◆ Requirements
Copy out the data below word for word, starting from the line with "Would you be able to determine the whereabouts of the number" up to and including the line with "[406,43,472,112]".

◆ Records
— begin —

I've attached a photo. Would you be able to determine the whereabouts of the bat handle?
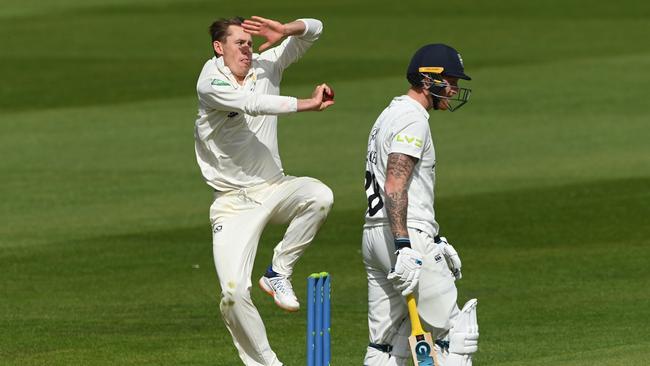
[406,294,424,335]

— end —
— begin —

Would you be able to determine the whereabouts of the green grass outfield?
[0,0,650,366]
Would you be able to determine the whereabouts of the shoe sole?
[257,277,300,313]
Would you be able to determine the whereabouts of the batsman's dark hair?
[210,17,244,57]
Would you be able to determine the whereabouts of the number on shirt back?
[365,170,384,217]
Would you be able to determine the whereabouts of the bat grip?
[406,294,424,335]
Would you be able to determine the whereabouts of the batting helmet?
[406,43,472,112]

— end —

◆ Response to this task
Would you be able to determine the whereabouts of the number on shirt back?
[365,170,384,217]
Would you be able to determine the whereabouts of the bat grip?
[406,294,424,335]
Would you be able to determine the whereabouts of the batting helmet?
[406,43,472,112]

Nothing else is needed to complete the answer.